[[ QUOTED PASSAGE, beginning ]]

Off to Work and All of the Changes that Come with It: Abby’s Experience

September 12, 2019

Abby Lore
American University
Abigail Lore is an alumnus of American University where she studied political science. She stayed in Washington, DC to pursue a job working on prescription drug policy. In her free time, you can find Abigail biking or running around the city, checking out live music venues and stopping to pet every dog on the street she sees.

If you were like me, you were so prepared for the transition to college that you had checklists, extra supplies, and plans on how to engage in courageous conversations with your roommate(s). If you were like me you had researched the type of food in the dining hall and talked through a meal plan with your care team. It seemed as if I had been preparing for this college transition my whole ‘diabetic’ life. Fast forward through those four years with peaks and pits and by the time I felt I had a small grasp on diabetes management in college, it was time for graduation. So what comes next? What happens when there isn’t the same structure or checklist for the next transition?

[[ QUOTED PASSAGE, end ]]

> **WORK REQUEST 1**
In the post about Abby's move from college to work, what activities does her bio name for her free time? List each one.
> **WORK REQUEST 2**
Carry on the post about Abby's move from college to work, starting after its last sentence.
The entries that follow are not needed for either task.

[[ SOURCE INFORMATION, beginning ]]

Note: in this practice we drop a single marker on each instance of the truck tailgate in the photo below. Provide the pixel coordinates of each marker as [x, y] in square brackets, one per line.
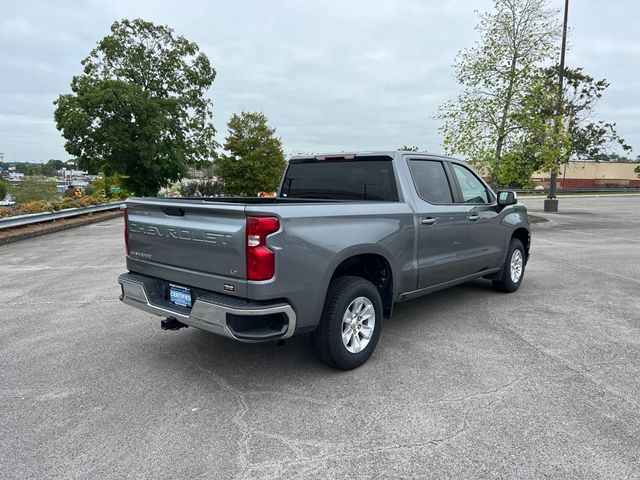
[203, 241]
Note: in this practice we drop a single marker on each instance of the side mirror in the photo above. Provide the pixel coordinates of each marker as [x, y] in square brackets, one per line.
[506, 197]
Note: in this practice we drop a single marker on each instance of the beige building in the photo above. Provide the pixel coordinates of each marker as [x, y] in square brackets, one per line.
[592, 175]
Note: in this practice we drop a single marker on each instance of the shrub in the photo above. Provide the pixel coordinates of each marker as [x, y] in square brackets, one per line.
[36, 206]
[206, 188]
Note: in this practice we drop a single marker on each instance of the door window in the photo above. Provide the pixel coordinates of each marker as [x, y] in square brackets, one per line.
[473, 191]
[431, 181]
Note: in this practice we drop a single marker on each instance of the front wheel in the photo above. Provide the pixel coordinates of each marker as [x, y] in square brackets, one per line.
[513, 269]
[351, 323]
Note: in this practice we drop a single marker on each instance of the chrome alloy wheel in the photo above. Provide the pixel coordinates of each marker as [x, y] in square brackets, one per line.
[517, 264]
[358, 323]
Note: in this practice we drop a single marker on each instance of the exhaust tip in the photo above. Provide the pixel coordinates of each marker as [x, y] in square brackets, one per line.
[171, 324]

[[ SOURCE INFORMATION, end ]]

> **RESPONSE AREA 1**
Biking or running around the city, checking out live music venues, and stopping to pet every dog she sees on the street.

> **RESPONSE AREA 2**
Change in physical environment
One thing to expect for the transition OUT of college is a change in your physical environment. IN college I physically lived on campus, with roommates and I felt I was always surrounded by classmates, colleagues, and friends. So when I lived alone, not only was I processing new feelings of loneliness as a product of my new living situation, but my built-in safety net of oversight was gone. All that means is that you have to take extra precautions to prevent emergencies, even more than you did in college. One app that I have found particularly helpful is Sugarmate. One of the features is that during a set time period, you will receive a phone call if you reach a certain level. For me (a heavy sleeper who doesn’t wake up to my Dexcom alarms) that is 65mg/dL between 1 am and 6 am. It has been super helpful in catching those pesky and dangerous overnight lows.

Unlike in college, those around you may not see you managing your diabetes in the ways they did in the college environment. This means, utilizing courage, if needed, to vocalize when I may need help. For example, if I catch a low or I am sick with a high that may need advanced treatment, I may send a premature text to a trusted friend saying, “Hey, I am treating an extremely low blood sugar right now”, send them my location for an hour and then say “if I don’t text you back in 15 minutes call me. If I don’t answer three times call an ambulance to my location.” Yes it seems intense and usually I am fine and text back the minute I start feeling better, but I would be remiss if I didn’t prepare for the “what ifs”.

“Unlike in college, those around you may not see you managing your diabetes in the ways they did in the college environment.”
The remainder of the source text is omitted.